Rewrite every line of the items below as a JSON list of strings, one string per line, skipping blank lines. Leave the pictures out of your answer.
BEGIN Stored data
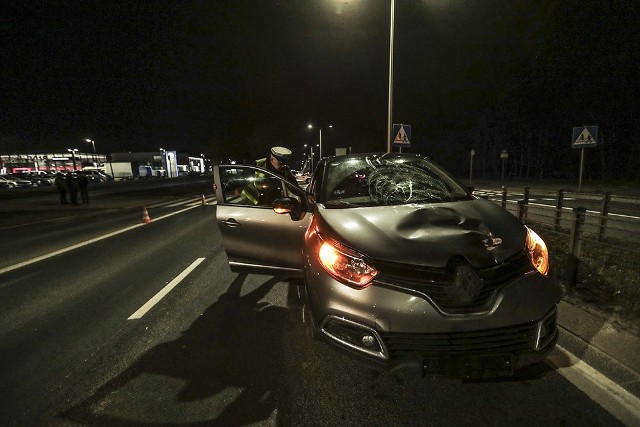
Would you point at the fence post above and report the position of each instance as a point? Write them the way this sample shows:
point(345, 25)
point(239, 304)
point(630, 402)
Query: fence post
point(559, 200)
point(575, 244)
point(604, 214)
point(522, 210)
point(504, 196)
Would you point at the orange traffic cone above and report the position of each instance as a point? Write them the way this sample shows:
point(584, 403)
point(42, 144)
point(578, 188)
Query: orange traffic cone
END Stored data
__Solved problem__
[
  "Would you point at the fence post above and report the position of each instance as a point? Write them the way this sample shows:",
  "point(345, 25)",
  "point(239, 304)",
  "point(630, 402)",
  "Query: fence post",
  "point(559, 200)",
  "point(575, 244)",
  "point(604, 214)",
  "point(522, 210)",
  "point(504, 196)",
  "Would you point at the orange traffic cone above and report the position of each instance as a point? Write them the way this sample shows:",
  "point(584, 403)",
  "point(42, 144)",
  "point(578, 188)",
  "Query: orange traffic cone"
]